# Information given:
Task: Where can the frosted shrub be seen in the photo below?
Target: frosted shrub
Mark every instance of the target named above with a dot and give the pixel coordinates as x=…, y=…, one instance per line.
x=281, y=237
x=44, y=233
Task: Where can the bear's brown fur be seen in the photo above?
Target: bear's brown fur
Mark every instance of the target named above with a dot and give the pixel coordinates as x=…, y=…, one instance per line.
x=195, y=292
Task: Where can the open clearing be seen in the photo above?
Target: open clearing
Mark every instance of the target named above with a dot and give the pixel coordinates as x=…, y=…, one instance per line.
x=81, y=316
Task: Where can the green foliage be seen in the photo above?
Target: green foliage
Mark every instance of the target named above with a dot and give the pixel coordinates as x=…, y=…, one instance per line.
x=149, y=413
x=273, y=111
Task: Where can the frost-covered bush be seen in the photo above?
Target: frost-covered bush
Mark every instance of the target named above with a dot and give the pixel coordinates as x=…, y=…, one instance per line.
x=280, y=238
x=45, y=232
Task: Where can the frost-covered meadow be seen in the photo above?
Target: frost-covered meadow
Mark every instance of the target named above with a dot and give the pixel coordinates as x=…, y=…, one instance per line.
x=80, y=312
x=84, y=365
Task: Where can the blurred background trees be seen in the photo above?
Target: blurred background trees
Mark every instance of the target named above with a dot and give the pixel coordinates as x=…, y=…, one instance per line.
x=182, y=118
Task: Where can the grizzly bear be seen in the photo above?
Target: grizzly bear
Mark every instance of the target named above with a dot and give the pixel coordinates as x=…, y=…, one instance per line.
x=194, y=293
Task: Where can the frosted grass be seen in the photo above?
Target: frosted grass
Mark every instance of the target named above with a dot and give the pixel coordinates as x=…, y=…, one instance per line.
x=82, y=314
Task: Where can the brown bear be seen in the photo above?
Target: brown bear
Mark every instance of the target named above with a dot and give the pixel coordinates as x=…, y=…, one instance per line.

# Problem requirements:
Every line of the data above should be retyped precisely.

# Task output:
Task: Where can the frosted shrub be seen in the photo below?
Target: frosted shrub
Mark every instance of the target named above with a dot and give the pixel coordinates as x=…, y=…, one instance per line.
x=281, y=237
x=44, y=233
Task: Where can the bear's brown fur be seen in the photo above?
Target: bear's brown fur
Mark every instance of the target named above with a dot and give the pixel coordinates as x=…, y=…, one instance per line.
x=195, y=292
Task: Where can the open clearing be seen in the photo above?
Target: open clearing
Mark every instance of the target named above with a dot and give the pixel coordinates as x=…, y=…, one instance per line.
x=81, y=316
Task: Where can the green foliage be seen in the photo above?
Target: green foliage
Mark every instance of the target named above with a dot and give the pixel coordinates as x=…, y=…, one instance per line.
x=149, y=413
x=273, y=111
Task: Where can the frost-covered bush be seen in the photo above?
Target: frost-covered bush
Mark every instance of the target named above with a dot and give the pixel coordinates as x=…, y=…, one instance per line.
x=280, y=238
x=45, y=232
Task: Where can the frost-covered meadow be seen in the photo above?
Target: frost-covered meadow
Mark every instance of the target named above with a dot and give the pixel coordinates as x=…, y=…, one instance per line.
x=80, y=312
x=84, y=365
Task: Where can the blurred background trees be seen in the photo above?
Target: blurred background trees
Mark every instance of the target named above with a dot and give the pixel coordinates as x=…, y=…, one instance per line.
x=182, y=118
Task: Where can the grizzly bear be seen in the photo above?
Target: grizzly bear
Mark every instance of the target named above with a dot and give the pixel coordinates as x=…, y=…, one instance per line.
x=194, y=293
Task: Where can the frosted grass be seen in the photo above?
Target: frosted grass
Mark every instance of the target named above with a dot and give the pixel coordinates as x=…, y=…, one instance per line.
x=82, y=314
Task: Where can the brown bear be seen in the photo above?
Target: brown bear
Mark every instance of the target named above with a dot and give the pixel coordinates as x=…, y=…, one instance per line.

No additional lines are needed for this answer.